Extracted data entries:
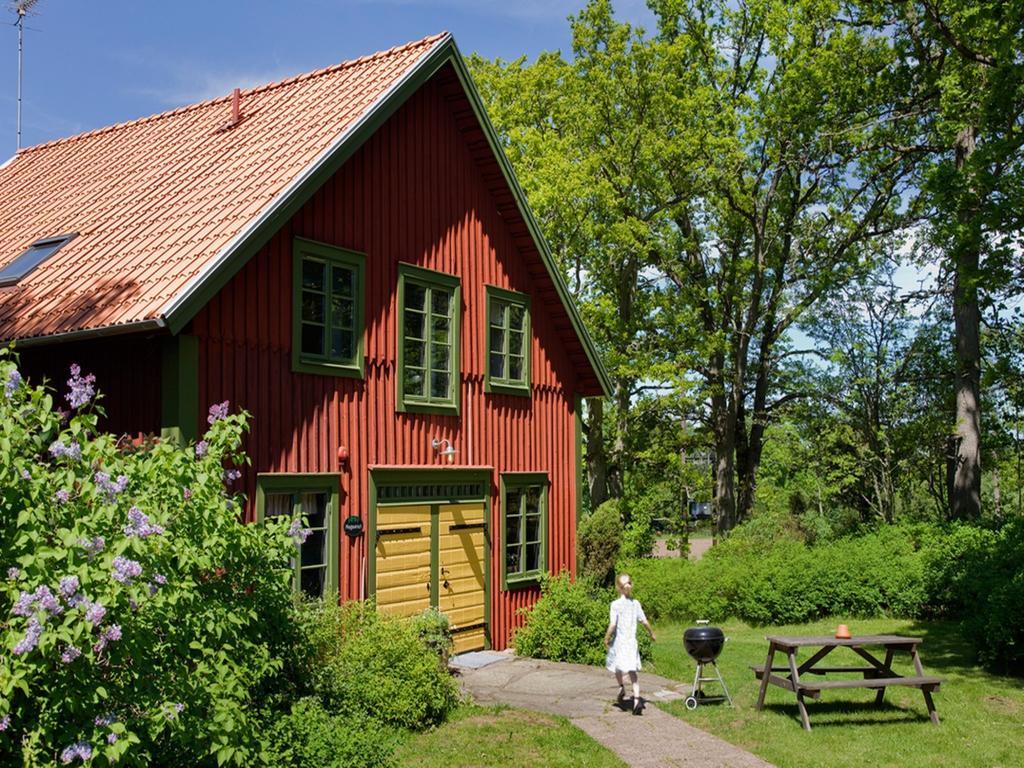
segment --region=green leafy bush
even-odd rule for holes
[[[396,731],[360,715],[332,715],[314,696],[269,723],[274,768],[380,768],[392,764]]]
[[[229,492],[244,415],[195,446],[96,431],[0,350],[0,763],[252,764],[252,705],[288,637],[289,521],[245,525]]]
[[[523,609],[526,623],[512,636],[515,652],[553,662],[603,666],[608,606],[615,597],[612,590],[588,580],[572,582],[565,572],[545,579],[541,599],[532,608]],[[650,638],[643,629],[637,633],[637,640],[640,657],[649,658]]]
[[[304,638],[301,685],[324,708],[398,728],[441,722],[459,692],[433,648],[408,621],[380,614],[372,602],[303,604],[296,622]]]
[[[577,563],[581,577],[610,585],[623,543],[623,517],[617,499],[609,499],[583,520],[577,529]]]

Exercise aim: Rewrite every line of the records with "leafy bush" replaced by "leafy shrub" and everything else unchanged. Leave the pictures out of your answer.

Exercise solution:
segment --region=green leafy shrub
even-odd rule for holes
[[[396,731],[360,715],[332,715],[314,696],[269,723],[274,768],[380,768],[392,764]]]
[[[229,492],[244,415],[195,446],[96,431],[0,350],[0,763],[252,764],[252,705],[288,637],[289,521],[245,525]]]
[[[523,609],[526,623],[512,636],[515,652],[553,662],[603,666],[608,606],[615,597],[612,590],[588,580],[572,582],[565,572],[545,579],[541,599],[532,608]],[[650,638],[643,629],[637,633],[637,640],[640,657],[649,658]]]
[[[304,638],[301,685],[324,708],[398,728],[441,722],[459,692],[433,648],[408,621],[380,614],[372,602],[303,604],[296,622]]]
[[[577,563],[581,577],[610,585],[623,543],[623,517],[617,499],[609,499],[583,520],[577,529]]]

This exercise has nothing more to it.